━━ Фрагмент данных

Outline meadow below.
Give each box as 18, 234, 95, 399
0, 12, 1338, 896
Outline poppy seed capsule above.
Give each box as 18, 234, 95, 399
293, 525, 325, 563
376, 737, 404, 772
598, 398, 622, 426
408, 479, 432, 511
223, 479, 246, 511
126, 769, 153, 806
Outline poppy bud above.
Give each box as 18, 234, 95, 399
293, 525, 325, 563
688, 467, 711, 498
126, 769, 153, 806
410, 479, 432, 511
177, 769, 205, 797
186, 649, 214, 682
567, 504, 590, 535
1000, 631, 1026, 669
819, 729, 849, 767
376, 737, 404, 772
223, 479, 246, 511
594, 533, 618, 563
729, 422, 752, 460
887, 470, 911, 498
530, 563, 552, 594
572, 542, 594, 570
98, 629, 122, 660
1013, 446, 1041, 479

━━━━

● Цель
Представьте все записи выше как список строк в формате JSON, где каждой строке соответствует отдельный элемент. Пустые строки не включайте.

● Ответ к заданию
[
  "Outline meadow below.",
  "Give each box as 18, 234, 95, 399",
  "0, 12, 1338, 896",
  "Outline poppy seed capsule above.",
  "Give each box as 18, 234, 95, 399",
  "293, 525, 325, 563",
  "376, 737, 404, 772",
  "598, 398, 622, 426",
  "408, 479, 432, 511",
  "223, 479, 246, 511",
  "126, 769, 153, 806",
  "Outline poppy bud above.",
  "Give each box as 18, 234, 95, 399",
  "293, 525, 325, 563",
  "688, 467, 711, 498",
  "126, 769, 153, 806",
  "410, 479, 432, 511",
  "177, 769, 205, 797",
  "186, 649, 214, 682",
  "567, 504, 590, 535",
  "1000, 631, 1026, 669",
  "819, 729, 849, 767",
  "376, 737, 404, 772",
  "223, 479, 246, 511",
  "594, 533, 618, 563",
  "729, 422, 752, 460",
  "887, 470, 911, 498",
  "530, 563, 552, 594",
  "572, 542, 594, 570",
  "98, 629, 122, 660",
  "1013, 446, 1041, 479"
]